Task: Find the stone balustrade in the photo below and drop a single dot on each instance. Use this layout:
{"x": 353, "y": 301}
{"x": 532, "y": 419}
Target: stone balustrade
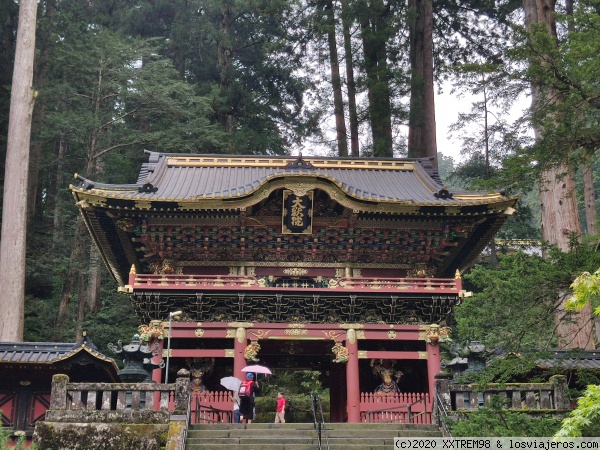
{"x": 548, "y": 397}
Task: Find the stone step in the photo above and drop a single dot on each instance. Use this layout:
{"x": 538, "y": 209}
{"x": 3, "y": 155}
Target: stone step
{"x": 301, "y": 436}
{"x": 336, "y": 433}
{"x": 310, "y": 426}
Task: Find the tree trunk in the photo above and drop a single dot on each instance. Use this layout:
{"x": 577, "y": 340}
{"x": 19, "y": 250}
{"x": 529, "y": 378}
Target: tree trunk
{"x": 559, "y": 213}
{"x": 351, "y": 84}
{"x": 58, "y": 231}
{"x": 224, "y": 51}
{"x": 589, "y": 197}
{"x": 421, "y": 122}
{"x": 336, "y": 81}
{"x": 40, "y": 82}
{"x": 374, "y": 39}
{"x": 14, "y": 206}
{"x": 73, "y": 275}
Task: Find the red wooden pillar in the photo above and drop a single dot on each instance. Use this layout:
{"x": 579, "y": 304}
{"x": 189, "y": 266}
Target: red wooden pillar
{"x": 239, "y": 344}
{"x": 352, "y": 378}
{"x": 157, "y": 373}
{"x": 434, "y": 365}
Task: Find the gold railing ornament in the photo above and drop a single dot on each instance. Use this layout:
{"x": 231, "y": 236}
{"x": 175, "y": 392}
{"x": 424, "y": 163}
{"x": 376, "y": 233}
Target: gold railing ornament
{"x": 251, "y": 351}
{"x": 151, "y": 332}
{"x": 436, "y": 334}
{"x": 341, "y": 353}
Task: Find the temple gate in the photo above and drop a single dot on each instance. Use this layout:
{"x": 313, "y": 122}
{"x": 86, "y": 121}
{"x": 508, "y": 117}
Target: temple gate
{"x": 347, "y": 266}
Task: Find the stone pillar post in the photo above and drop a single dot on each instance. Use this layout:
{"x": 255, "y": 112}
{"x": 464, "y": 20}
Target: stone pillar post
{"x": 561, "y": 394}
{"x": 434, "y": 365}
{"x": 441, "y": 395}
{"x": 239, "y": 345}
{"x": 182, "y": 391}
{"x": 58, "y": 395}
{"x": 352, "y": 378}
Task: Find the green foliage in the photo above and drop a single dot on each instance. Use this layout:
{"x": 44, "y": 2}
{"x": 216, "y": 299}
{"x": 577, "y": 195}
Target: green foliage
{"x": 506, "y": 312}
{"x": 585, "y": 419}
{"x": 6, "y": 441}
{"x": 494, "y": 420}
{"x": 586, "y": 288}
{"x": 565, "y": 72}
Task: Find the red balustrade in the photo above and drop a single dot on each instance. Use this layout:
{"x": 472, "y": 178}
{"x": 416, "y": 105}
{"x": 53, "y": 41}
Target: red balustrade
{"x": 406, "y": 407}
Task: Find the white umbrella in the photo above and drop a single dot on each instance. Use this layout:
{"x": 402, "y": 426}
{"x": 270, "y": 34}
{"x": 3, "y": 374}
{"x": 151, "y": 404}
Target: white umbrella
{"x": 257, "y": 369}
{"x": 231, "y": 383}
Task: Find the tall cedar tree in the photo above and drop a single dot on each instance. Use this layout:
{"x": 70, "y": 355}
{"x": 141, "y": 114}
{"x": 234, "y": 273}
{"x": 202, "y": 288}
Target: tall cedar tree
{"x": 14, "y": 201}
{"x": 560, "y": 216}
{"x": 421, "y": 124}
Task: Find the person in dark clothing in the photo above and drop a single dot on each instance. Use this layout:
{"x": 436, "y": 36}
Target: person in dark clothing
{"x": 247, "y": 393}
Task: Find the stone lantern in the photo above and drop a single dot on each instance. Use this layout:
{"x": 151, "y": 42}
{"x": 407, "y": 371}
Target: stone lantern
{"x": 137, "y": 358}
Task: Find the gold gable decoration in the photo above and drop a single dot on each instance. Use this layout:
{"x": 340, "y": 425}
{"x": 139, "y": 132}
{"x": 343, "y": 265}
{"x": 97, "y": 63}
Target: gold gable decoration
{"x": 297, "y": 215}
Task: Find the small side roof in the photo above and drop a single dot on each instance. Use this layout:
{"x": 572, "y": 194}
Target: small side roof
{"x": 56, "y": 354}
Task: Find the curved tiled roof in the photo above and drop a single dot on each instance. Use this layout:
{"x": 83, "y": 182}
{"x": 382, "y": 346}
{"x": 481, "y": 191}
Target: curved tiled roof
{"x": 49, "y": 353}
{"x": 177, "y": 177}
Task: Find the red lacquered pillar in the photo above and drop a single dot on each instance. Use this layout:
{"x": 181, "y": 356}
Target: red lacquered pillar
{"x": 434, "y": 365}
{"x": 352, "y": 378}
{"x": 239, "y": 344}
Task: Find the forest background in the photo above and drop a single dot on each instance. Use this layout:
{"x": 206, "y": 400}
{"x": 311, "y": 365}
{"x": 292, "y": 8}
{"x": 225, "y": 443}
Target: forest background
{"x": 338, "y": 78}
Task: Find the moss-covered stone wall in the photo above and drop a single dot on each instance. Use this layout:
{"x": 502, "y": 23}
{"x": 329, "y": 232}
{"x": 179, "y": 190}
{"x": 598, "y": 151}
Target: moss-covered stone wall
{"x": 100, "y": 436}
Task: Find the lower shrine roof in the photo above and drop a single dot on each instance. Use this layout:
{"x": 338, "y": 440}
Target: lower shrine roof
{"x": 66, "y": 356}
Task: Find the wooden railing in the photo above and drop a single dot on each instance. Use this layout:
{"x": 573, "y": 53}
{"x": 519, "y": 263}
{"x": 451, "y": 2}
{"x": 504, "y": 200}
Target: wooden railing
{"x": 212, "y": 407}
{"x": 223, "y": 282}
{"x": 398, "y": 408}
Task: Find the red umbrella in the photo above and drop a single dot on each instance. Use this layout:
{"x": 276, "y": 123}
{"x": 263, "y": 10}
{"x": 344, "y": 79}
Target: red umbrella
{"x": 257, "y": 369}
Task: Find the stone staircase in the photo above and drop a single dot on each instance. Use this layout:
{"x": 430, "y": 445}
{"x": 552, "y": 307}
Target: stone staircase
{"x": 302, "y": 436}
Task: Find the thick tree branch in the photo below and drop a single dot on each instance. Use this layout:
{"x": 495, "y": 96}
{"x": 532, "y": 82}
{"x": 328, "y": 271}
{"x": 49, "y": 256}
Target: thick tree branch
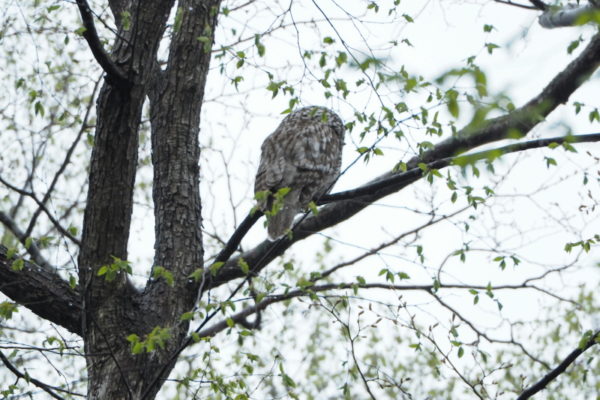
────────────────
Given instruction: Lay out the listing as a Markdown table with the columns Row and Line, starting with the line containing "Task: Find the moss-covered" and going on through the end of the listing. Number each row, skip blank lines, and leave out the pictures.

Solution to the problem:
| Row | Line |
|---|---|
| 1 | Task: Find the moss-covered stone wall in the photo above and drop a single dot on each instance. Use this layout: |
| 2 | {"x": 502, "y": 23} |
| 3 | {"x": 329, "y": 232} |
| 4 | {"x": 179, "y": 190} |
| 5 | {"x": 598, "y": 151} |
| 6 | Target: moss-covered stone wall |
| 7 | {"x": 100, "y": 436} |
| 8 | Task: Find the lower shrine roof in the photo above and drop a single dot on each instance. Use this layout: |
| 9 | {"x": 338, "y": 440} |
| 10 | Target: lower shrine roof |
| 11 | {"x": 66, "y": 356} |
| 12 | Task: Find the wooden railing in the photo above and drop a single dot on each instance. Use this layout: |
| 13 | {"x": 573, "y": 53} |
| 14 | {"x": 519, "y": 263} |
| 15 | {"x": 451, "y": 2} |
| 16 | {"x": 504, "y": 200} |
| 17 | Target: wooden railing |
| 18 | {"x": 212, "y": 407} |
| 19 | {"x": 223, "y": 282} |
| 20 | {"x": 398, "y": 408} |
| 21 | Task: Find the red umbrella in the photo above and drop a single dot on each instance. Use this layout: |
| 22 | {"x": 276, "y": 123} |
| 23 | {"x": 263, "y": 10} |
| 24 | {"x": 344, "y": 79} |
| 25 | Target: red umbrella |
| 26 | {"x": 257, "y": 369} |
| 27 | Task: Find the stone staircase in the photo above and drop a single dot on each instance. Use this layout: |
| 28 | {"x": 430, "y": 445} |
| 29 | {"x": 552, "y": 307} |
| 30 | Target: stone staircase |
| 31 | {"x": 302, "y": 436} |
| 32 | Task: Find the thick tree branch in the photo below and drop a single dot on each instance. Use this layout: |
| 33 | {"x": 495, "y": 96} |
| 34 | {"x": 532, "y": 82} |
| 35 | {"x": 328, "y": 271} |
| 36 | {"x": 49, "y": 256} |
| 37 | Target: thick tree branch |